John Wick: Chapter 4 (2022) ☆☆☆1/2(3.5/4): John Wick Vs. the World (Continued)

“John Wick: Chapter 4” aims for being bigger, faster, and louder with more style, vision, and excitement than its predecessors, and I appreciate and enjoy that a lot. Sure, the movie is mostly all about style and entertainment without much depth in terms of story and characters, but there are a series of tense, stupefying, and exhilarating action sequences to remember, and you will definitely admire how its franchise has steadily and creatively advanced during last several years since the rather modest first film came out in early 2015.

First, let me summarize what happened during the first three movies. In “John Wick” (2014), our titular hero played by Keanu Reeves was a retired professional hitman and assassin, but, not long after losing his dear wife, he came to be back in action for his personal revenge for a dog left by his dead wife. As a result, he was drawn back into the secret underworld society filled with various criminal figures in “John Wick: Chapter 2” (2017), and then he came to break a certain cardinal rule of his old criminal world. As a consequence, he came to fight against a lot of guys sent by a very, very, very powerful organization named the High Table in “John Wick: Chapter 3 – Parabellum” (2019), and then, at the last minute, he was betrayed by Winston Scott (Ian McShane), who was supposed to be one of his few main allies.

Anyway, as shown at the end of the third film, Wick managed to survive, and he prepares to continue his brutal lonely fight against the High Table under the protection of the Bowery King (Laurence Fishburne), a local underground crime boss who is also quite angry about the High Table just like Wick. Once he gets sort of fully charged, Wick quickly goes all the way to a certain figure ruling over the High Table, and the movie gives us a little nice nod to that famous jump cut moment in David Lean’s “Lawrence of Arabia (1962).

Donnie Yen as Caine in John Wick: Chapter 4. Photo Credit: Murray Close

However, those folks of the High Table still do not quit at all mainly because of those old but firm rules and principles to which everyone including them and Wick stick without any question. In their viewpoint, Wick must be eliminated as soon as possible for maintaining their own law and order, so there comes Marquis Vincent de Gramont (Bill Skarsgård), a prominent member of the High Table who takes the full control for killing Wick by any means necessary. Besides raising the amount of the bounty on Wick, the Marquis also hires a blind but lethal assassin named Caine (Donnie Yen), and Caine cannot say no to the Marquis for good reasons, even though he was one of Wick’s old friends in the past.

As Caine and those numerous goons sent by the High Table go after Wick along the story, we surely get plenty of actions unfolded on the screen as expected, and director/co-producer Chad Stahelski and his crew members including cinematographer Dan Lausten, who was recently Oscar-nominated for Guillermo del Toro’s “The Shape of Water” (2017) and “Nightmare Alley” (2021), pull all the stops for maximum cinematic effect. For example, one main action sequence set in Tokyo is as stylish and energetic as that famous action sequence in Quentin Tarantino’s “Kill Bill – Volume 1” (2003), and that is just the appetizer for what will follow next along the story. I like the surreal qualities of the busy action sequence unfolded inside a big nightclub in Berlin, and I assure you that the expected climactic part set in Paris will not disappoint you at all with a wonderful homage to Walter Hill’s “Warriors” (1979).
....
> STATED PROBLEM A
According to the film review, who plays the blind assassin Caine?

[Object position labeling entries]
....
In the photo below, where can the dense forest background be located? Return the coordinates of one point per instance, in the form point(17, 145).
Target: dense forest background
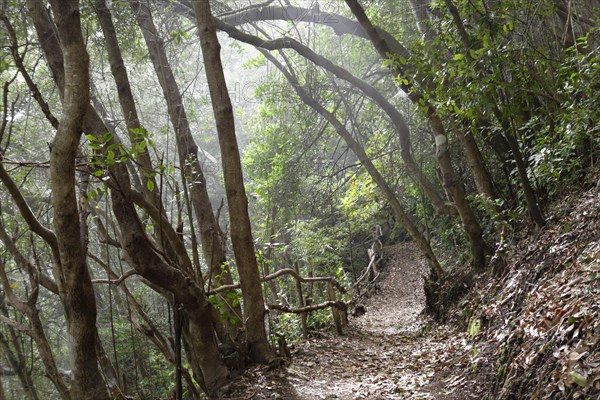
point(188, 186)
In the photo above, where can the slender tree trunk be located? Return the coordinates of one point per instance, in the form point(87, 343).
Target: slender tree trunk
point(75, 286)
point(212, 244)
point(140, 252)
point(241, 235)
point(469, 220)
point(399, 213)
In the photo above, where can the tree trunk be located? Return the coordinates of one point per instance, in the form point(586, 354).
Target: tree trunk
point(139, 251)
point(241, 235)
point(75, 286)
point(379, 180)
point(212, 243)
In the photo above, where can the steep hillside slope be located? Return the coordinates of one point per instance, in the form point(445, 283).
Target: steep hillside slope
point(537, 327)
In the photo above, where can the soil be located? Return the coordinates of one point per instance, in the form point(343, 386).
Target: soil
point(391, 352)
point(528, 328)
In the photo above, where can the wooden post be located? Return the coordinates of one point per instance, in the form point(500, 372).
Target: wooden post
point(301, 303)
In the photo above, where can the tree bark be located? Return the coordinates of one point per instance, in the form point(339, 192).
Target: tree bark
point(212, 243)
point(469, 220)
point(140, 252)
point(395, 116)
point(241, 235)
point(75, 286)
point(379, 180)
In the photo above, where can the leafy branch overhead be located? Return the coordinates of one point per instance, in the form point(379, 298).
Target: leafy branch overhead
point(192, 192)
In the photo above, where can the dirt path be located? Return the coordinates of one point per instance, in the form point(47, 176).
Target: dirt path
point(390, 352)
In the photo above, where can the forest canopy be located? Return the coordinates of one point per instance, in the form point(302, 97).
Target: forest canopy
point(185, 185)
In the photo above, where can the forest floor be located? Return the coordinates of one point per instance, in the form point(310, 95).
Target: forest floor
point(533, 320)
point(391, 352)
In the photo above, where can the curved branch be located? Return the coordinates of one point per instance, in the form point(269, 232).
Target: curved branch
point(301, 310)
point(396, 117)
point(285, 271)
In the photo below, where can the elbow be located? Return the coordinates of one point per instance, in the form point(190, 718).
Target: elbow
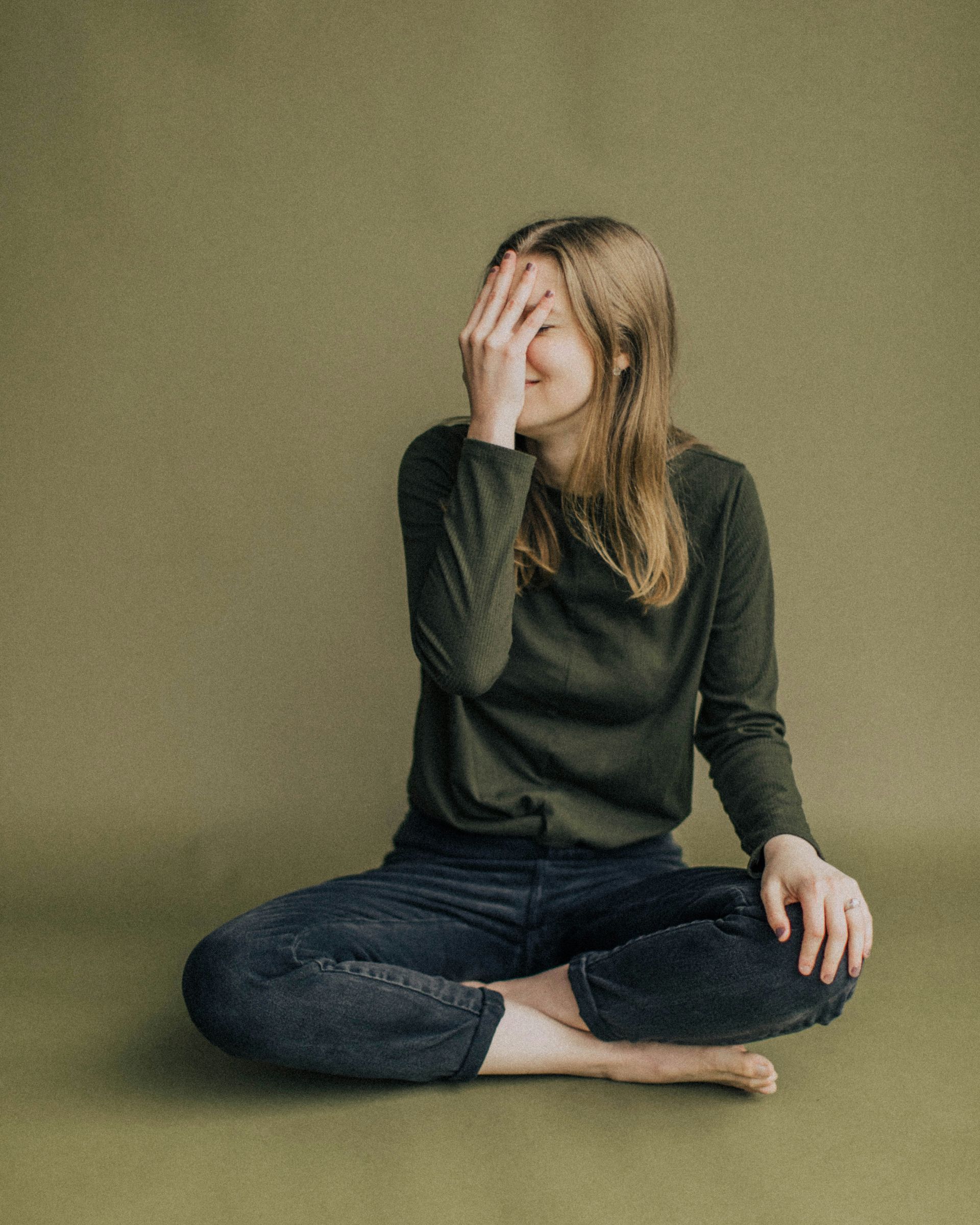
point(457, 674)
....
> STATED PROBLEM B
Starting at the beginning of the records and ending at the line that contains "point(188, 186)", rewrite those lines with "dense" swapped for "thick" and everything else unchanged. Leave the pictures out of your answer.

> TASK OUTPUT A
Donnie Yen plays Caine.

> TASK OUTPUT B
In the photo below, where can the thick forest background be located? Return the coordinates of one point per instance, in the form point(17, 145).
Target: thick forest background
point(188, 186)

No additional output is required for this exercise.